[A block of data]
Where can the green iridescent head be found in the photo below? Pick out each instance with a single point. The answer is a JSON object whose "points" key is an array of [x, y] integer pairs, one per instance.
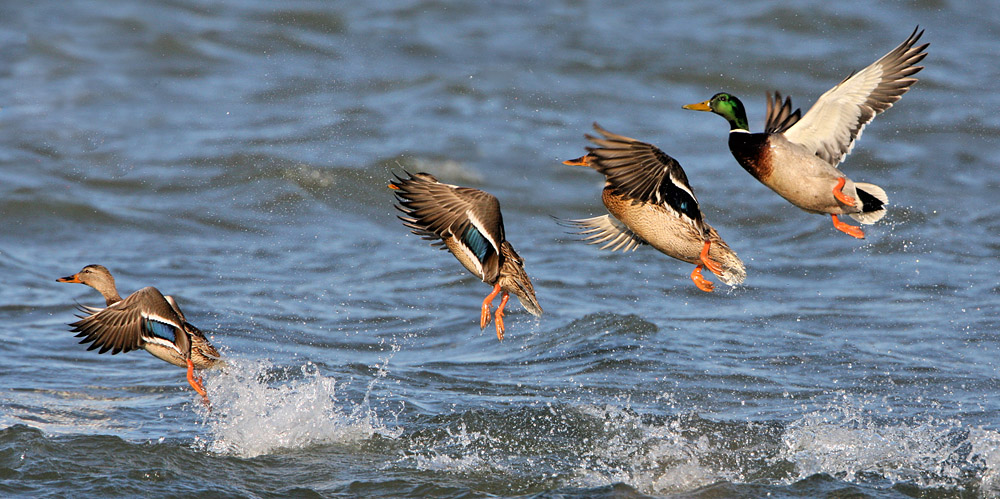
{"points": [[727, 106]]}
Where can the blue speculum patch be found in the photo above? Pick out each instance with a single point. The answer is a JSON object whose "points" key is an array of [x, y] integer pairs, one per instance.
{"points": [[476, 242], [160, 329]]}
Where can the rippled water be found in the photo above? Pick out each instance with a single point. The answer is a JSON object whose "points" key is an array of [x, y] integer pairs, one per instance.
{"points": [[235, 155]]}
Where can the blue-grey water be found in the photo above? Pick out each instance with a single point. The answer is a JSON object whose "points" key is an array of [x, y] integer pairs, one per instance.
{"points": [[235, 154]]}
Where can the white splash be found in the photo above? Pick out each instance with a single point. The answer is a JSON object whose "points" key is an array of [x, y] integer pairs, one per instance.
{"points": [[847, 440], [255, 413]]}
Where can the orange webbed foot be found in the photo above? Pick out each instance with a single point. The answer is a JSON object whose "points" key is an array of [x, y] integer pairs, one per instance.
{"points": [[581, 161], [848, 229], [712, 265], [700, 281], [484, 315], [196, 383], [499, 315], [839, 194]]}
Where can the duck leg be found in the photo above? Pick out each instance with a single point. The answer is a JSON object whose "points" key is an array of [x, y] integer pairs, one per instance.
{"points": [[700, 281], [196, 382], [839, 194], [499, 318], [709, 263], [581, 161], [847, 228], [484, 316]]}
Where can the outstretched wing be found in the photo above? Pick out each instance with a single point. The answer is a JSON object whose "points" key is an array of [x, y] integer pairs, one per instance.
{"points": [[143, 317], [640, 171], [439, 212], [837, 119], [605, 230]]}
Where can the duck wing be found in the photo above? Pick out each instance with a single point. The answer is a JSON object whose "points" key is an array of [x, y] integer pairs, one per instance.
{"points": [[144, 317], [607, 231], [642, 172], [837, 119], [437, 211]]}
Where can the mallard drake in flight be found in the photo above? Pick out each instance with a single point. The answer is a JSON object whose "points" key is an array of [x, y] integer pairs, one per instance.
{"points": [[651, 202], [146, 319], [467, 222], [797, 156]]}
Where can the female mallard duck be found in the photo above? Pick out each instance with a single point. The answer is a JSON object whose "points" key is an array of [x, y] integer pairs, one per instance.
{"points": [[147, 320], [650, 201], [468, 223], [798, 157]]}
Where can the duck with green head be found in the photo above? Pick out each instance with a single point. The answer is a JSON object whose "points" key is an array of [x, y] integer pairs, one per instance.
{"points": [[797, 156]]}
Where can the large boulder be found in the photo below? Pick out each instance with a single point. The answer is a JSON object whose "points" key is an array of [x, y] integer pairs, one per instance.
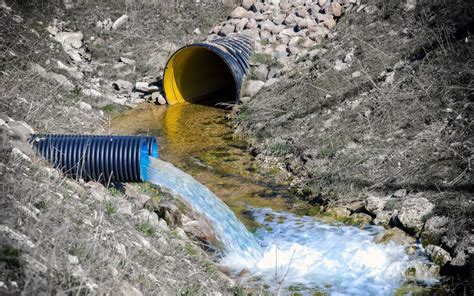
{"points": [[375, 204], [413, 210], [438, 255]]}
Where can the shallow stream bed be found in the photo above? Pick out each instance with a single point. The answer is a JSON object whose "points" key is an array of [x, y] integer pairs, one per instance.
{"points": [[298, 252]]}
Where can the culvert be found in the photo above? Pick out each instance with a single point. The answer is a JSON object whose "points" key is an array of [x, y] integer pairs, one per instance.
{"points": [[209, 72], [100, 158]]}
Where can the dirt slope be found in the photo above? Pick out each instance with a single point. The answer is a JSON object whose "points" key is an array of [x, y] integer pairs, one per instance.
{"points": [[385, 105]]}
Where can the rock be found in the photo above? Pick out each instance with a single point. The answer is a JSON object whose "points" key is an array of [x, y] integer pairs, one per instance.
{"points": [[122, 85], [356, 74], [84, 106], [247, 4], [120, 22], [238, 12], [374, 204], [71, 70], [360, 219], [302, 12], [73, 260], [413, 208], [145, 216], [334, 9], [382, 218], [318, 33], [127, 61], [251, 24], [271, 82], [89, 92], [227, 29], [170, 213], [330, 23], [158, 98], [340, 66], [126, 289], [434, 229], [267, 25], [253, 87], [241, 25], [20, 130], [261, 72], [70, 39], [438, 255], [200, 230], [395, 235], [18, 154], [400, 193], [180, 233], [292, 20], [339, 213]]}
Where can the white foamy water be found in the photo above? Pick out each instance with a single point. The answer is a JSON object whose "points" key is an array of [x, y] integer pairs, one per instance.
{"points": [[292, 252]]}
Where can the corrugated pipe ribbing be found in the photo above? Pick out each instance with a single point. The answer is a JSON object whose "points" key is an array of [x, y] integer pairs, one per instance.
{"points": [[101, 158], [208, 72]]}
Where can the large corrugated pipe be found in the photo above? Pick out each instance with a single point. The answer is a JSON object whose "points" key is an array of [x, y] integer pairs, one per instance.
{"points": [[208, 72], [101, 158]]}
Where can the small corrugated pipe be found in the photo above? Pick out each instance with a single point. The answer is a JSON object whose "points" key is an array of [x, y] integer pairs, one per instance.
{"points": [[103, 158], [208, 72]]}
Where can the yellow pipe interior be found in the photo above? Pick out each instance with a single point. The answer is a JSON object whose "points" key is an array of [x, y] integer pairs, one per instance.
{"points": [[198, 75]]}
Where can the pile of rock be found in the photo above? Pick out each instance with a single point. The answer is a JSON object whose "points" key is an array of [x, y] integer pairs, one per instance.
{"points": [[283, 30]]}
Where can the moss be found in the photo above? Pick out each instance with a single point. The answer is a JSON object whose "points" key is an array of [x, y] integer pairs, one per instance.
{"points": [[109, 108], [11, 257], [110, 208], [146, 228]]}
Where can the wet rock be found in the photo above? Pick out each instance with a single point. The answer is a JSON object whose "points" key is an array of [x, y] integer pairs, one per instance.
{"points": [[200, 230], [253, 87], [120, 22], [413, 209], [360, 219], [395, 235], [382, 218], [438, 255], [375, 204], [339, 213]]}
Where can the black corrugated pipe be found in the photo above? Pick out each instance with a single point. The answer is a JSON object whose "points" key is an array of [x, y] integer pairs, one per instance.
{"points": [[100, 158], [208, 72]]}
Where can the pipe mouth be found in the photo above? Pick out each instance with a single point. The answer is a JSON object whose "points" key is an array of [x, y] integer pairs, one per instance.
{"points": [[198, 74]]}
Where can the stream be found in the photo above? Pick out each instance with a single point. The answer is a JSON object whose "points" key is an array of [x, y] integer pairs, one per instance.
{"points": [[271, 242]]}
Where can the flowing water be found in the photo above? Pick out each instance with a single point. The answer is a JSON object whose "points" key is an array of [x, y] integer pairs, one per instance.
{"points": [[287, 253]]}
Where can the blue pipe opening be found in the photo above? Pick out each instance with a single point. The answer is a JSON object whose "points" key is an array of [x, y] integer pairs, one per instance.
{"points": [[103, 158]]}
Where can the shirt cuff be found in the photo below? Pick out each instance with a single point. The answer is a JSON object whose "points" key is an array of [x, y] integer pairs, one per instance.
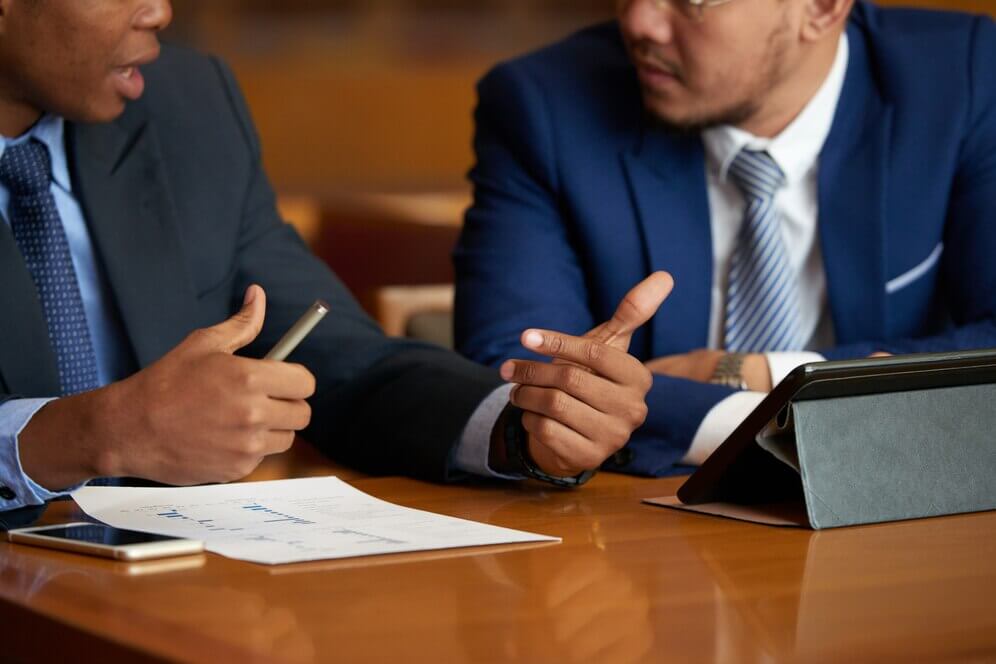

TASK DIRECTIONS
Reproduce every line of the listing above word for word, leaving out the pictures.

THE REPLY
Where can the green iridescent head be found in the photo below? Pick out each instance with a single point. The answer is a JSON object whose "points" key is an array of [x, y] integer pairs, one per instance.
{"points": [[727, 106]]}
Where can the blue speculum patch be found in the photo above? Pick out each instance with a single point. The answer is a JSON object whose "points" key is an array of [x, y] integer pairs, one per instance.
{"points": [[476, 242], [160, 329]]}
Where can the rippled water be found in the photo above? Pick out each instance with a single point. The answer is a JSON object whose "points" key is an array of [x, y] integer pairs, one per instance.
{"points": [[235, 155]]}
Where can the blue-grey water be found in the photo above? Pick out each instance with a single point. The answer is a JSON object whose "points" key is an array of [x, y] integer pairs, one per instance.
{"points": [[235, 154]]}
Where can the white splash be found in the photo above? Pick out each instance with a single point. The answer is a JSON object whose "points" key is an array of [x, y] integer pairs, one per instance.
{"points": [[847, 440], [255, 413]]}
Where can the orange webbed foot be found in the photo above? Pick out each instance with a single point. The answer is a JSON object whose "points" key is an array of [x, y] integer pairs, one per instance.
{"points": [[581, 161], [848, 229], [712, 265], [700, 281], [484, 315], [196, 383], [499, 315], [839, 194]]}
Where can the duck leg be found in the photo above? Pick out each instance with a single point. The answer is a JSON object whose "points" key is an array of [x, y] integer pairs, one per instance.
{"points": [[700, 281], [196, 382], [839, 194], [499, 318], [709, 263], [581, 161], [847, 228], [484, 316]]}
Where can the outstretched wing be found in the photo above? Pick out each instance with a single point. The answer is a JSON object whose "points" key is an array of [x, y] integer pairs, one per instance.
{"points": [[143, 317], [640, 171], [439, 212], [837, 119], [605, 230]]}
Where can the duck wing be found in the photo above? Pick out each instance with a single point. The answer is a JSON object whose "points" key is an array of [x, y] integer pairs, one per instance.
{"points": [[144, 317], [607, 231], [642, 172], [837, 119], [437, 211]]}
Where can the mallard drake in flight be found in the photo above? Pick out each instance with a single point. The answer is a JSON object whose "points" key is an array of [x, y] integer pairs, one per instance.
{"points": [[651, 202], [146, 319], [467, 222], [797, 156]]}
Where can the female mallard duck be found in the photo above? Pick out each instance with a single point. The answer is a JSON object whose "points" key is an array of [x, y] integer pairs, one per instance.
{"points": [[147, 320], [650, 201], [468, 223], [798, 157]]}
Where can the duck with green head be found in the photo above? Pick out each instance with a single point. The answer is a JSON object whose "points" key is an array of [x, y] integer pairs, one per instance.
{"points": [[797, 156]]}
Where can the large boulder be found in the photo below? Pick out each instance with a single point. The answer is a JSON object whose "points" key is an array of [x, y] integer pairs, one per instance.
{"points": [[375, 204], [413, 210], [438, 255]]}
Where can the shallow stream bed be found in the photo above? Pick out each instance with a single point. The answer is a JSON object whose "points" key is an array of [x, y] integer pairs, one per instance.
{"points": [[298, 252]]}
Where can the culvert be found in the photo above? Pick out each instance with a single point. The answer is a JSON object whose "points" key is an array of [x, y] integer pairs, one per instance.
{"points": [[209, 72], [100, 158]]}
Where can the dirt slope be found in the photo above? Pick out each instance with a single point. The answer is a JSON object whose "points" key is an array of [x, y] integer pairs, one per instance.
{"points": [[385, 105]]}
Where can the rock be found in the photo above? Pick out each instance with a single point. The answer is a JSON object whose "points" key is an array of [x, y] integer pairs, one per instance.
{"points": [[122, 85], [356, 74], [84, 106], [247, 4], [120, 22], [238, 12], [374, 204], [71, 70], [360, 219], [302, 12], [73, 260], [413, 208], [145, 216], [334, 9], [382, 218], [318, 33], [127, 61], [251, 24], [271, 82], [89, 92], [227, 29], [170, 213], [330, 23], [158, 98], [340, 66], [126, 289], [434, 229], [267, 25], [253, 87], [241, 25], [20, 130], [261, 72], [70, 39], [438, 255], [200, 230], [395, 235], [18, 154], [400, 193], [180, 233], [292, 20], [339, 213]]}
Where can the white foamy water be found in the photo above? Pick out each instance with a single point. The answer is a JSON object whose "points" key is an array of [x, y] integer pairs, one per instance.
{"points": [[292, 252]]}
Where can the corrugated pipe ribbing be found in the photo above? Pick out each instance with a single point. The answer is a JSON object whose "points" key is an array of [x, y] integer pairs, one per instance.
{"points": [[101, 158], [208, 72]]}
Where can the large corrugated pipe be found in the photo above? Pick out each instance with a single point. The answer is a JSON object whose "points" key is an array of [x, y] integer pairs, one per instance.
{"points": [[208, 72], [101, 158]]}
Where can the small corrugated pipe be found in the photo above? Pick out each instance with a single point. The answer is a JSON object whose "points" key is an array of [x, y] integer pairs, one per instance.
{"points": [[103, 158], [208, 72]]}
Where can the yellow pipe interior be found in the photo above? Pick out each instance with a single point. The answer is a JSON object whose "points" key is an array of [x, y] integer pairs, one per instance.
{"points": [[198, 75]]}
Where can the pile of rock be found in the photo above? Pick out each instance with a single point. The answer is a JSON object whose "points" key is an array of [x, y] integer pairs, one per instance.
{"points": [[283, 30]]}
Where can the moss be found in the photo above? Pick out each instance with a single point. The answer is a JSON object whose "points" key is an array of [x, y] integer pairs, one per instance.
{"points": [[109, 108], [11, 257], [110, 208], [146, 228]]}
Where can the wet rock be found in the photo above? Pick out each instance with a single point. The answer is a JSON object whose "points" key is an array of [x, y] integer pairs, one per instance.
{"points": [[200, 230], [253, 87], [120, 22], [413, 209], [360, 219], [395, 235], [382, 218], [438, 255], [375, 204], [339, 213]]}
Where can the black corrugated pipe be found in the photo above? Pick out each instance with a single point. The answer is a JSON object whose "points" key is an array of [x, y] integer pairs, one per instance.
{"points": [[100, 158], [208, 72]]}
Where can the pipe mouth be found in the photo above? Pick out each instance with a single point. The answer is a JSON object whose "points" key is an array of [x, y] integer pairs, one per instance.
{"points": [[198, 74]]}
Where can the stream be found in the photo above? Pick out each instance with a single point. The answer is a JSON object whose "points" key is an array of [x, y] integer pairs, one per instance.
{"points": [[271, 242]]}
Where can the flowing water be found in the photo above? Pick out each instance with a single point. The answer is a JSON object whose "points" key is an array of [x, y] integer pairs, one per instance.
{"points": [[287, 253]]}
Where can the blue pipe opening be found in the photo above? Pick out each instance with a single point. The answer is a JSON object whose "points" key is an array of [x, y] integer pairs, one per instance.
{"points": [[103, 158]]}
Where can the shirt cuff be found in the photo below? Pick out each instance with a single point. The answer is a JSON object whose "points" key is an array of [x, y] integer pairs, one per instance.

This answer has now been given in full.